Begin TEXT

I searched for (Eq a) => [a] -> [a] on Hoogle.
First result was nub (remove duplicate elements from a list).
Hoogle is awesome.

The nub function from Data.List (no, it's actually not in the Prelude) definitely does something like what you want, but it is not quite the same as your unique function. They both preserve the original order of the elements, but unique retains the last
occurrence of each element, while nub retains the first occurrence.
You can do this to make nub act exactly like unique, if that's important (though I have a feeling it's not):
unique = reverse . nub . reverse
Also, nub is only good for small lists.
Its complexity is quadratic, so it starts to get slow if your list can contain hundreds of elements.
If you limit your types to types having an Ord instance, you can make it scale better.
This variation on nub still preserves the order of the list elements, but its complexity is O(n * log n):
import qualified Data.Set as Set
nubOrd :: Ord a => [a] -> [a]
nubOrd xs = go Set.empty xs where
go s (x:xs)
| x `Set.member` s = go s xs
| otherwise = x : go (Set.insert x s) xs
go _ _ = []
In fact, it has been proposed to add nubOrd to Data.Set.

import Data.Set (toList, fromList)
uniquify lst = toList $ fromList lst

I think that unique should return a list of elements that only appear once in the original list; that is, any elements of the orginal list that appear more than once should not be included in the result.
May I suggest an alternative definition, unique_alt:
unique_alt :: [Int] -> [Int]
unique_alt [] = []
unique_alt (x:xs)
| elem x ( unique_alt xs ) = [ y | y <- ( unique_alt xs ), y /= x ]
| otherwise = x : ( unique_alt xs )
Here are some examples that highlight the differences between unique_alt and unqiue:
unique [1,2,1] = [2,1]
unique_alt [1,2,1] = [2]
unique [1,2,1,2] = [1,2]
unique_alt [1,2,1,2] = []
unique [4,2,1,3,2,3] = [4,1,2,3]
unique_alt [4,2,1,3,2,3] = [4,1]

I think this would do it.
unique [] = []
unique (x:xs) = x:unique (filter ((/=) x) xs)

Another way to remove duplicates:
unique :: [Int] -> [Int]
unique xs = [x | (x,y) <- zip xs [0..], x `notElem` (take y xs)]

Algorithm in Haskell to create a unique list:
data Foo = Foo { id_ :: Int
, name_ :: String
} deriving (Show)
alldata = [ Foo 1 "Name"
, Foo 2 "Name"
, Foo 3 "Karl"
, Foo 4 "Karl"
, Foo 5 "Karl"
, Foo 7 "Tim"
, Foo 8 "Tim"
, Foo 9 "Gaby"

End TEXT
Begin AVAILABLE RECORDS

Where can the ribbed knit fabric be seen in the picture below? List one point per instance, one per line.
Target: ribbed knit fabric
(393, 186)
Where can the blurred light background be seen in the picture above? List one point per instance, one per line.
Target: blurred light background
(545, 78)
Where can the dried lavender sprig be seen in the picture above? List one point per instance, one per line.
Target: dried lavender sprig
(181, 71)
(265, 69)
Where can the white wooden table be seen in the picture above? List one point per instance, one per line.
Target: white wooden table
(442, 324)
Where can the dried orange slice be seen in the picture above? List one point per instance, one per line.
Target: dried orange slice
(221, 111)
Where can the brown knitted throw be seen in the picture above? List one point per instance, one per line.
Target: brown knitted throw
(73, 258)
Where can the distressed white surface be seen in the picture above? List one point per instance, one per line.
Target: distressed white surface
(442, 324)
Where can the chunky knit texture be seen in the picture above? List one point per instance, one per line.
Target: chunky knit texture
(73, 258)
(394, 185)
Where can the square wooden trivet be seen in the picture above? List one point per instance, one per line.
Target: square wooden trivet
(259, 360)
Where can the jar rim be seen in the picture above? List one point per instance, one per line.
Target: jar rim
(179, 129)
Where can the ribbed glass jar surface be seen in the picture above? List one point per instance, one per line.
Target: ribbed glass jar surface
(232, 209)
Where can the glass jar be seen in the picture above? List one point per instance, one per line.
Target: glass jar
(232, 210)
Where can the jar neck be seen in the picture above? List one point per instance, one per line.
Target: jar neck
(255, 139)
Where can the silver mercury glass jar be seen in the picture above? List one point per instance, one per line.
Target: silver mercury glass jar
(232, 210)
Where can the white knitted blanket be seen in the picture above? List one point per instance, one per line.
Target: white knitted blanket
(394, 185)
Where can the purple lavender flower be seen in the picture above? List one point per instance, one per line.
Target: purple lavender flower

End AVAILABLE RECORDS

SET EXERCISE 1
Which unique_alt example lines appear in the text on removing duplicates from a Haskell list? List each one in full.
SET EXERCISE 2
Can you recast the records from the line with "Where can the jar rim" through the end of the records as a JSON list of strings, one string per line, omitting blank lines?

COMPLETE OUTPUT 1
unique_alt [1,2,1] = [2]
unique_alt [1,2,1,2] = []
unique_alt [4,2,1,3,2,3] = [4,1]

COMPLETE OUTPUT 2
[
  "Where can the jar rim be seen in the picture above? List one point per instance, one per line.",
  "Target: jar rim",
  "(179, 129)",
  "Where can the ribbed glass jar surface be seen in the picture above? List one point per instance, one per line.",
  "Target: ribbed glass jar surface",
  "(232, 209)",
  "Where can the glass jar be seen in the picture above? List one point per instance, one per line.",
  "Target: glass jar",
  "(232, 210)",
  "Where can the jar neck be seen in the picture above? List one point per instance, one per line.",
  "Target: jar neck",
  "(255, 139)",
  "Where can the silver mercury glass jar be seen in the picture above? List one point per instance, one per line.",
  "Target: silver mercury glass jar",
  "(232, 210)",
  "Where can the white knitted blanket be seen in the picture above? List one point per instance, one per line.",
  "Target: white knitted blanket",
  "(394, 185)",
  "Where can the purple lavender flower be seen in the picture above? List one point per instance, one per line.",
  "Target: purple lavender flower"
]